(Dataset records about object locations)
★ ★ ★ ★ ★ ★ ★
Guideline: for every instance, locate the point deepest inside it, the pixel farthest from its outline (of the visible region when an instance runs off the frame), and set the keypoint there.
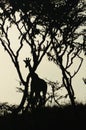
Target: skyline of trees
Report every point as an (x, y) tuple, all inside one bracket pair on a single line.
[(46, 27)]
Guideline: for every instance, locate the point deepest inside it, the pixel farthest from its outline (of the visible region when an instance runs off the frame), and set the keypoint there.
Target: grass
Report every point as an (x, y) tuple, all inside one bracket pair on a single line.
[(46, 118)]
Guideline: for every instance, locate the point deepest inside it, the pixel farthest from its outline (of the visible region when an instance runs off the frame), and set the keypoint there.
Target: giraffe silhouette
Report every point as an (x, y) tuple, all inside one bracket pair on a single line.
[(38, 88)]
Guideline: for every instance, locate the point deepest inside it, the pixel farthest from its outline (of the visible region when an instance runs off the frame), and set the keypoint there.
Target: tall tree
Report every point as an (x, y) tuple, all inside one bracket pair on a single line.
[(27, 18), (65, 46)]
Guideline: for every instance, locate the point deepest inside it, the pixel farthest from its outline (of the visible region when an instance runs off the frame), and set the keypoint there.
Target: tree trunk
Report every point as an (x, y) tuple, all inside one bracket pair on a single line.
[(20, 107)]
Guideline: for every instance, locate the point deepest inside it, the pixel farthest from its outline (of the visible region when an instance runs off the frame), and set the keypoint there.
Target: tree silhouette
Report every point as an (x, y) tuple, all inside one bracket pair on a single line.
[(65, 47), (45, 27), (32, 32)]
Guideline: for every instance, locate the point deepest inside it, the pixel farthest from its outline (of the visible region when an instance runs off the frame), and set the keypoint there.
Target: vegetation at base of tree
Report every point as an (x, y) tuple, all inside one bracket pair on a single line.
[(46, 118), (56, 23)]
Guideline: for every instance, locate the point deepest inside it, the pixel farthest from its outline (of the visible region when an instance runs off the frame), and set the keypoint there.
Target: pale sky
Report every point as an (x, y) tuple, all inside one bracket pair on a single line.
[(9, 80)]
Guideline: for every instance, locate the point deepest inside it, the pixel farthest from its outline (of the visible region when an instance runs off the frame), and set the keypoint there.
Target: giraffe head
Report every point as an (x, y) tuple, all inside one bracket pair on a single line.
[(27, 62)]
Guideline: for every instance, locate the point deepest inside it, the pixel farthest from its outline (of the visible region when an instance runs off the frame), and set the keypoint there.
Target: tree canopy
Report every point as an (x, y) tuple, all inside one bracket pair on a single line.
[(47, 27)]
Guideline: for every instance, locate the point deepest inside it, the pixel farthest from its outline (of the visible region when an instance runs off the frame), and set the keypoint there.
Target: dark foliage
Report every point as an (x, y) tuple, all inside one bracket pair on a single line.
[(47, 118)]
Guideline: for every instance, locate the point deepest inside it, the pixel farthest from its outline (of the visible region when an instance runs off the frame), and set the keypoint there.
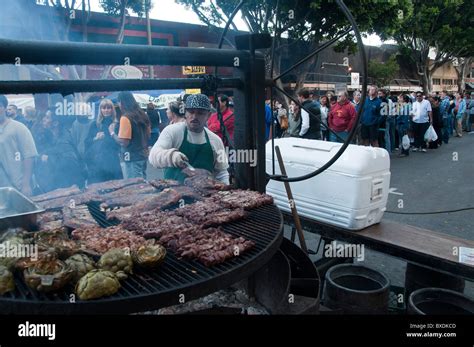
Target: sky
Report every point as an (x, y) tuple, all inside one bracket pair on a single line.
[(168, 10)]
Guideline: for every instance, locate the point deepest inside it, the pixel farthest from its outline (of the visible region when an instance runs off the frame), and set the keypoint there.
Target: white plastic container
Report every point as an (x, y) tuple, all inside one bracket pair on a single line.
[(352, 193)]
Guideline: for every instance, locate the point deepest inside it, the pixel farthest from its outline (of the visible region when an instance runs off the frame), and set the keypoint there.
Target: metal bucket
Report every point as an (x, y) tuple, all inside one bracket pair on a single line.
[(16, 210), (439, 301), (289, 283), (418, 277), (305, 282), (356, 289)]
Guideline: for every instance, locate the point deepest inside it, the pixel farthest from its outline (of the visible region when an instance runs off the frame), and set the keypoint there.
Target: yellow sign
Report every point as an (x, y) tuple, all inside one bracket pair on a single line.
[(193, 91), (194, 70)]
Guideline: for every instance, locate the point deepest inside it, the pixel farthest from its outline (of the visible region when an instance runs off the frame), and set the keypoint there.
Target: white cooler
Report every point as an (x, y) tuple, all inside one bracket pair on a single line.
[(351, 194)]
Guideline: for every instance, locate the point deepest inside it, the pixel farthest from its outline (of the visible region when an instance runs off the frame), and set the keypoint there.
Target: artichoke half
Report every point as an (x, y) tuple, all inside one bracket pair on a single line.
[(47, 274), (96, 284), (149, 255), (58, 241), (117, 260), (7, 283), (81, 264)]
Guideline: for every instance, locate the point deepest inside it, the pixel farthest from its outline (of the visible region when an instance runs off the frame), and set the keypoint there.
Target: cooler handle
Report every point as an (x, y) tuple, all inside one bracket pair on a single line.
[(377, 189)]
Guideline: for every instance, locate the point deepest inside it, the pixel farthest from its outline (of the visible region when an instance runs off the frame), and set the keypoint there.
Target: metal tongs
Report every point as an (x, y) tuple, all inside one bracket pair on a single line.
[(189, 166)]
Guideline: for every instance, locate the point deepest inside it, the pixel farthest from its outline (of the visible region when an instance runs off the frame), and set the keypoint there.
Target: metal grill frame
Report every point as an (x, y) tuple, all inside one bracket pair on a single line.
[(147, 290)]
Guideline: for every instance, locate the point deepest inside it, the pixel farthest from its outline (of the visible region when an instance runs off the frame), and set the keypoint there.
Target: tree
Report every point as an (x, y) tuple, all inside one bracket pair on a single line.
[(440, 26), (462, 67), (302, 25), (382, 73)]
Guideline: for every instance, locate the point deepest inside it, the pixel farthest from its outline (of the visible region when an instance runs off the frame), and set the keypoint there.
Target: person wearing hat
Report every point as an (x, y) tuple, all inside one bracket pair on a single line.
[(191, 143)]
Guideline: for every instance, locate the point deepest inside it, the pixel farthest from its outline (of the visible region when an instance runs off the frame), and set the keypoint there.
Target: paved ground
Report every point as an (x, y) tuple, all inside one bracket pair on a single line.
[(441, 179), (430, 181)]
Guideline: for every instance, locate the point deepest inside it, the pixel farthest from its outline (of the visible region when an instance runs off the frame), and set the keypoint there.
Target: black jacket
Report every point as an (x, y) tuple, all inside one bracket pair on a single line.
[(314, 131)]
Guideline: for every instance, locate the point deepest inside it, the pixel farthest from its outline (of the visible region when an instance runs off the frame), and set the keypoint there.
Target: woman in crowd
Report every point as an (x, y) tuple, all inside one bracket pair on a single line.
[(282, 119), (324, 102), (43, 136), (102, 152), (133, 135), (294, 120), (437, 121), (403, 122), (174, 113), (58, 164), (459, 112), (154, 118)]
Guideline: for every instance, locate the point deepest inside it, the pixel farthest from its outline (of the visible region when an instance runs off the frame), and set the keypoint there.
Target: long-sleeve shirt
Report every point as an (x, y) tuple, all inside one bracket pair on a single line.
[(461, 104), (342, 117), (214, 124), (304, 122), (170, 141), (444, 107)]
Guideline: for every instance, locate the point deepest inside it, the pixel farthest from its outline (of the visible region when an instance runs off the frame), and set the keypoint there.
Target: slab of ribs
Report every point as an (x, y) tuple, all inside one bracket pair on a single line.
[(184, 218)]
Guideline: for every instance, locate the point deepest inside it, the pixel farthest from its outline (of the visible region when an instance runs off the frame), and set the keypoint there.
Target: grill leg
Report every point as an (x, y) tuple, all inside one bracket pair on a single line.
[(293, 234)]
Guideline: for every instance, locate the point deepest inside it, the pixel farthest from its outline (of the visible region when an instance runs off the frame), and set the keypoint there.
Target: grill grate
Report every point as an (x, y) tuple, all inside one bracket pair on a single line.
[(175, 279)]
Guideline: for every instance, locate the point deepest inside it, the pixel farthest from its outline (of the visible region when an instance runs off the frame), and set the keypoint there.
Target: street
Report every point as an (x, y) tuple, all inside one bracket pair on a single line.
[(429, 182)]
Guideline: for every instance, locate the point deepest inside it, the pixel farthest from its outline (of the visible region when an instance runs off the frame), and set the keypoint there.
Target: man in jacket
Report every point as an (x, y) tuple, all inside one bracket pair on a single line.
[(341, 118), (310, 116), (228, 118), (191, 143), (446, 117), (369, 131)]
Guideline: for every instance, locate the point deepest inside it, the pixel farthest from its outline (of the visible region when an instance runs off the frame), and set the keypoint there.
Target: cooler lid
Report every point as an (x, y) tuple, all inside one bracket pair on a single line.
[(356, 160)]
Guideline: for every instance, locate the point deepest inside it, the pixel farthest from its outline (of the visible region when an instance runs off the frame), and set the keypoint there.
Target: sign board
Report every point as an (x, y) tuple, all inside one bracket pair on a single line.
[(194, 70), (340, 87), (126, 72), (355, 79), (193, 91)]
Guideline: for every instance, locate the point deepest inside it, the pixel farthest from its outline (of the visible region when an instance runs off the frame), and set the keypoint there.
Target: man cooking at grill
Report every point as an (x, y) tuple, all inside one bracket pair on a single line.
[(190, 143)]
★ ★ ★ ★ ★ ★ ★
Goal ->
Please copy the rows from the start through the line containing "[(27, 18), (65, 46)]", both ends included, with the requests kept and 126 added to every coordinate in the answers. Omit the pictures.

Correct output ->
Guideline: for every instance, locate the point deepest inside it, the pixel farthest from its outline (of the visible region when an instance runs off the frame), and set the keypoint there.
Target: skyline of trees
Report every point as an (x, y) tuple, all inside one bracket pair on a single line.
[(172, 153)]
Guideline: for every instance, locate the point deepest inside it, the pixel farthest from its outline (of the visible region when an instance runs off the frame), and set the keypoint there.
Target: grass
Report every point as an (x, y) tuple, all inside one bracket pair on a single line.
[(172, 244)]
Guideline: for every instance, locate the point deepest inside it, the pixel farthest from its outline (of the visible region when an instance runs off the frame), and set the keypoint there.
Target: giraffe silhouette
Report every point as an (x, y) tuple, all inside one bracket pair on a single line.
[(164, 214)]
Guideline: for every instance, locate the point deepest inside it, the pixel farthest from its outline (of the visible region when an instance runs off the frame), and set the keypoint there.
Target: tall tree
Report every point as an (x, y) tuple, all inside one bracket pair on a single line.
[(153, 144), (191, 172)]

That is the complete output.